> Problem statement:
Copy the article on school start times starting with "By MATT SLAVEN" and going on through "some more shut-eye.", replacing "shut-eye" with "rest".

By MATT SLAVEN
Do you find yourself falling asleep in class on a regular basis? Do you struggle to fight off the urge to hit your snooze button again and again? If your answers to these questions are yes, don’t worry, you are certainly not alone.
According to the Center for Disease Control and Prevention, 70 percent of teens get less than eight hours of sleep each night. I am sure your health teacher told you that the recommended amount of sleep for people our age is about nine hours per night.
Chronic sleep deprivation in teenagers is a huge issue that has prompted many adults to blame choices, technology and time management. However, a group of adults has recently turned the blame to the starting time of school. Start School Later, inc. is an organization dedicated to pushing back school start times and earning students some more shut-eye.
The movement has already impacted school districts in 29 states as near as Hudson and Parma, Ohio. Some schools even claim to see benefits of the changes in the inaugural year. Wilton, Conn. attributes their football state championship to the later start time. Fayette County, Ky. saw a 16.5 percent drop in teen auto accident rates while the rest of the state increased. Nauset, Mass. reported a 53 percent drop in failing grades when the change was implemented.
While the causal link is shaky on these trends, the changes definitely seem worth looking into.
There are many logistical issues involved with these changes, but if districts in 29 states can figure it out, then I am sure we can follow their example. After all, the stakes are high. Increased academic performance, fewer auto accidents, and decreased depression for our students are just a few of the many benefits of more sleep.

> Provided material:
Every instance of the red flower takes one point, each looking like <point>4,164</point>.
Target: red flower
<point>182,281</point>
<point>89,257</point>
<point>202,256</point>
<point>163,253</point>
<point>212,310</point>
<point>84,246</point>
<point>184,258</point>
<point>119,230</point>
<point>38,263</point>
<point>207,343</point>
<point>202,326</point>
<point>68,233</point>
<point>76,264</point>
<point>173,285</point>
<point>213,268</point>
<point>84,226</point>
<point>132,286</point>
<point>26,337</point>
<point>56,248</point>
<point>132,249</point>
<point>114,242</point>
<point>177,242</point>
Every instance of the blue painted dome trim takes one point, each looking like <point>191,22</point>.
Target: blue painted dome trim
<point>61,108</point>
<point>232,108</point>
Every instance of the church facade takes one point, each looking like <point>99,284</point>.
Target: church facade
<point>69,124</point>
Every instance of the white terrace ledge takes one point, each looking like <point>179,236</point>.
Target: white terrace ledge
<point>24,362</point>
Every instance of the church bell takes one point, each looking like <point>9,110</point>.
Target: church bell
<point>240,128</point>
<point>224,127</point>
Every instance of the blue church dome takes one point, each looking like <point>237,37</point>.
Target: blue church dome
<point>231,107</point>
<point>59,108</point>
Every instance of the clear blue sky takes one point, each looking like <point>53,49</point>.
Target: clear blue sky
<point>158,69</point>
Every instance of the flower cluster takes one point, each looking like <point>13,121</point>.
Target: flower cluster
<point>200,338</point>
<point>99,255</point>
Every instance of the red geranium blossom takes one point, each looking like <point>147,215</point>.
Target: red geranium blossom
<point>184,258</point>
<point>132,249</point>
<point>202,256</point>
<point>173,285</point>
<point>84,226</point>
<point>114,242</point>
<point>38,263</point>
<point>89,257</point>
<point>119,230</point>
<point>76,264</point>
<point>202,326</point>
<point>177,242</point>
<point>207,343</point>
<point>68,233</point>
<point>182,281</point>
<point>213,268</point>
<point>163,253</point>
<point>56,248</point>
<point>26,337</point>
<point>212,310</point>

> Written answer:
By MATT SLAVEN
Do you find yourself falling asleep in class on a regular basis? Do you struggle to fight off the urge to hit your snooze button again and again? If your answers to these questions are yes, don’t worry, you are certainly not alone.
According to the Center for Disease Control and Prevention, 70 percent of teens get less than eight hours of sleep each night. I am sure your health teacher told you that the recommended amount of sleep for people our age is about nine hours per night.
Chronic sleep deprivation in teenagers is a huge issue that has prompted many adults to blame choices, technology and time management. However, a group of adults has recently turned the blame to the starting time of school. Start School Later, inc. is an organization dedicated to pushing back school start times and earning students some more rest.